_Exercise requirements_
As you look over the data below, please find each line where the word "drawn" appears, then copy it.

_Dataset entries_
########################################
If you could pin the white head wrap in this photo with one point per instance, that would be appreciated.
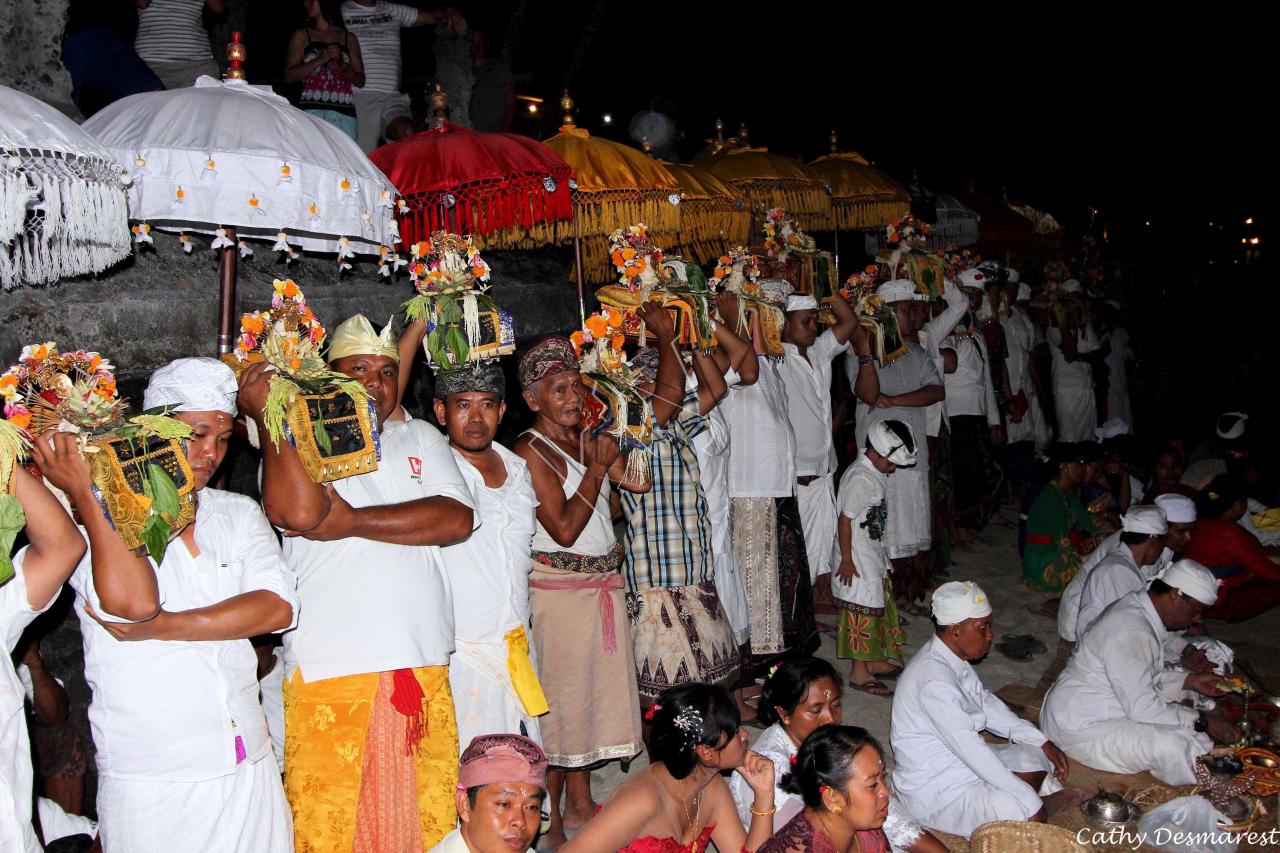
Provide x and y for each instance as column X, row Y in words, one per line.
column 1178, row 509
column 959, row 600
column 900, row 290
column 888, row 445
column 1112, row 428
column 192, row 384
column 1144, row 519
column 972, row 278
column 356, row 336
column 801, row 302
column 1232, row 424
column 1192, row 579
########################################
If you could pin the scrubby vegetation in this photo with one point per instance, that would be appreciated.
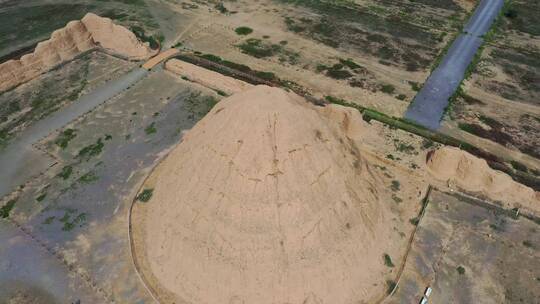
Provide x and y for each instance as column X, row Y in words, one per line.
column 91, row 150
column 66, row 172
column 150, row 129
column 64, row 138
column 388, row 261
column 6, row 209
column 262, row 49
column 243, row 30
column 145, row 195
########################################
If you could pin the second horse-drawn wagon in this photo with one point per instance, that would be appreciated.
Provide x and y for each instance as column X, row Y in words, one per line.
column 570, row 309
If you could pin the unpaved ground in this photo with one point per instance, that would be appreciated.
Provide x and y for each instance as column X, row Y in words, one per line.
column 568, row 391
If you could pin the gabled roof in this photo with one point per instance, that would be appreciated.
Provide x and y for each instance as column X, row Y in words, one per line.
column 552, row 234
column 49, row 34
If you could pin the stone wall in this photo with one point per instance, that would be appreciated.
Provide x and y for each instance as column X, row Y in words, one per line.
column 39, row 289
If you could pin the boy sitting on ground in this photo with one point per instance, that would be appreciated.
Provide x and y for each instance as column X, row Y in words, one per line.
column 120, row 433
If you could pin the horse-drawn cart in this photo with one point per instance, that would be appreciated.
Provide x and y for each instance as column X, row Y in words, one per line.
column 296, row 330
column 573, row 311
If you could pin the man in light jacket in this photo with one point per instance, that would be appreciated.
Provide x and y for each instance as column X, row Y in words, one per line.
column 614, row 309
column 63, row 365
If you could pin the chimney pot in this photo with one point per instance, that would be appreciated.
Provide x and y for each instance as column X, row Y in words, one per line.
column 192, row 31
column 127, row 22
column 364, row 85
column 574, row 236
########################################
_Output of the exercise_
If you could pin the second horse-drawn wagon in this photo with one point per instance, that would be appreciated.
If you could pin the horse-drawn cart in this photo with one point per instance, that would be appreciated.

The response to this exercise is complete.